Reproduce the listing below verbatim, line for line, omitting the picture from your reproduction.

··· DATA SUPPLIED ···

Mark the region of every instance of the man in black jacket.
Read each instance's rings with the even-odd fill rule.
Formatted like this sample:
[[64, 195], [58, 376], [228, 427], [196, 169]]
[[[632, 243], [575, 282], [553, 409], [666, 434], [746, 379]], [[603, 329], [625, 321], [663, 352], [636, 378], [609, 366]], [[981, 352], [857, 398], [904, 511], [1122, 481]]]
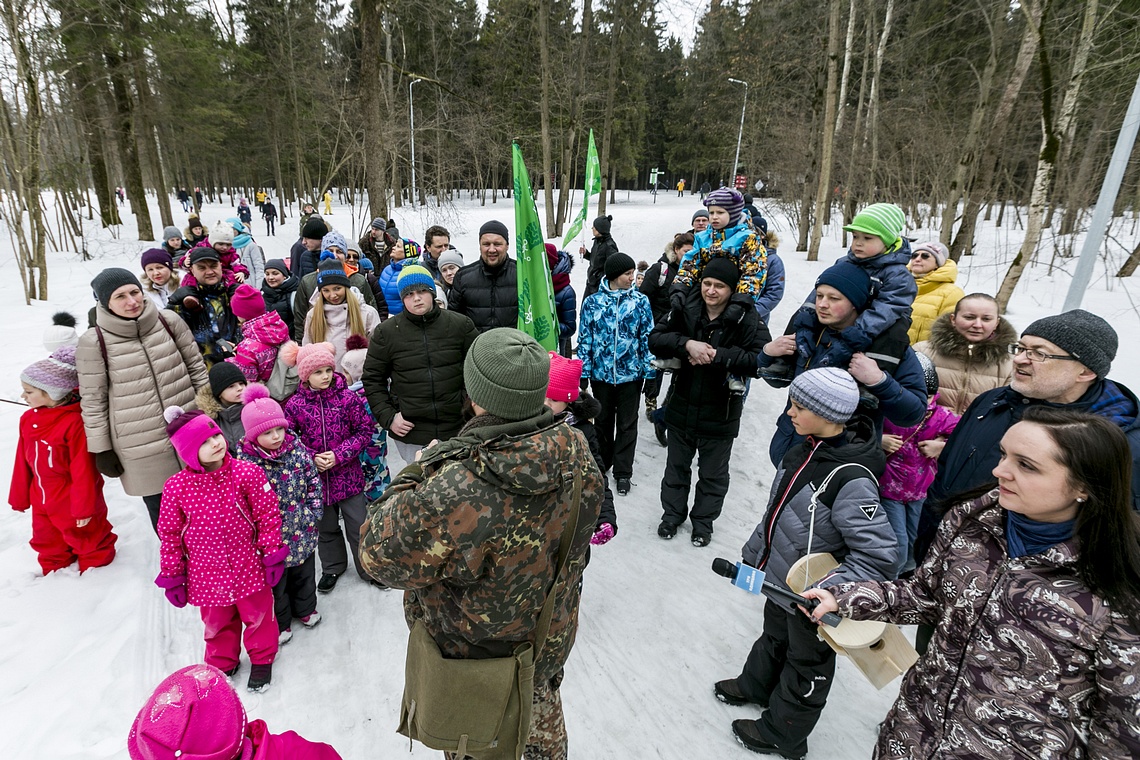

···

▶ [SOLUTION TO THIS TASK]:
Mark the region of every instance of the man in black jacket.
Read each instance's rings with the even-odd fill rule.
Formatted like this sample:
[[64, 195], [58, 376], [228, 427], [196, 169]]
[[[632, 243], [575, 282], [553, 409], [666, 434], [746, 379]], [[603, 329], [625, 321], [663, 352], [636, 378], [609, 366]], [[981, 352], [857, 398], [904, 511], [1122, 481]]]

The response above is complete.